# Your task
Only the lines holding the word "white" are wanted; copy each of them from the listing.
****************
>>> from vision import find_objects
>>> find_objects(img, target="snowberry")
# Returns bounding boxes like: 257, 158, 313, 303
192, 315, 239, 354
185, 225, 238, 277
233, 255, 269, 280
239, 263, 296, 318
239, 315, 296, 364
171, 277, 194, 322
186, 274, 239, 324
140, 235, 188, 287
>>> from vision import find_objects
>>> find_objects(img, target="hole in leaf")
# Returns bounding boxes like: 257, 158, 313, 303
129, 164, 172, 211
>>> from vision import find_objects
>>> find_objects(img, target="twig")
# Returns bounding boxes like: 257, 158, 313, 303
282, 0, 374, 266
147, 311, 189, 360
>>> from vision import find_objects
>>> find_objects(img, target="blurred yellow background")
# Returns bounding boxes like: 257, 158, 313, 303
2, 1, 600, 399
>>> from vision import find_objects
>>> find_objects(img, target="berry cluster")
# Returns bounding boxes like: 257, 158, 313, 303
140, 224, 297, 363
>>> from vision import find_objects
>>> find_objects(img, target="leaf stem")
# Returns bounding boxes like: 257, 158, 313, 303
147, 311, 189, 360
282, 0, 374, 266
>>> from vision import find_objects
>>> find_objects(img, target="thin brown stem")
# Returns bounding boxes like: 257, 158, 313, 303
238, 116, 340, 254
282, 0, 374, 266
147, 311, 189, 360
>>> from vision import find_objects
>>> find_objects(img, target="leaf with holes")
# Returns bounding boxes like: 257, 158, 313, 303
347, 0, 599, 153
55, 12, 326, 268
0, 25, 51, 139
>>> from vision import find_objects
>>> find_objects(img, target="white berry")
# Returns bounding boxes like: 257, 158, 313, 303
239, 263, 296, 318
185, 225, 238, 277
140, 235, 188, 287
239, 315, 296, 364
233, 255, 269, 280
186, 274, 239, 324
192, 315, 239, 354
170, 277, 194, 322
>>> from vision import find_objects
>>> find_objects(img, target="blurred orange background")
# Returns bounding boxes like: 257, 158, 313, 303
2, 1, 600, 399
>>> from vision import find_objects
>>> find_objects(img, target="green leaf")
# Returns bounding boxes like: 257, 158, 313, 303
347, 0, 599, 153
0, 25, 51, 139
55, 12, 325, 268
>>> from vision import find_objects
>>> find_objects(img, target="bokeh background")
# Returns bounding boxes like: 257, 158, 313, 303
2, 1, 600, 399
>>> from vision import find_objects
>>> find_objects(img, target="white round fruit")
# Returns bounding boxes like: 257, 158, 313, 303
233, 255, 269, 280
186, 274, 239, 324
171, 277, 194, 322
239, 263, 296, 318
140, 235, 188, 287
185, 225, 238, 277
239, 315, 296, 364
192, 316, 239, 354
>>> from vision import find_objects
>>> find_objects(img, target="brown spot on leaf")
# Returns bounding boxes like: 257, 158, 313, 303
****************
# Task output
>>> find_objects(img, target="white berry")
>>> find_objects(img, target="white round fruit")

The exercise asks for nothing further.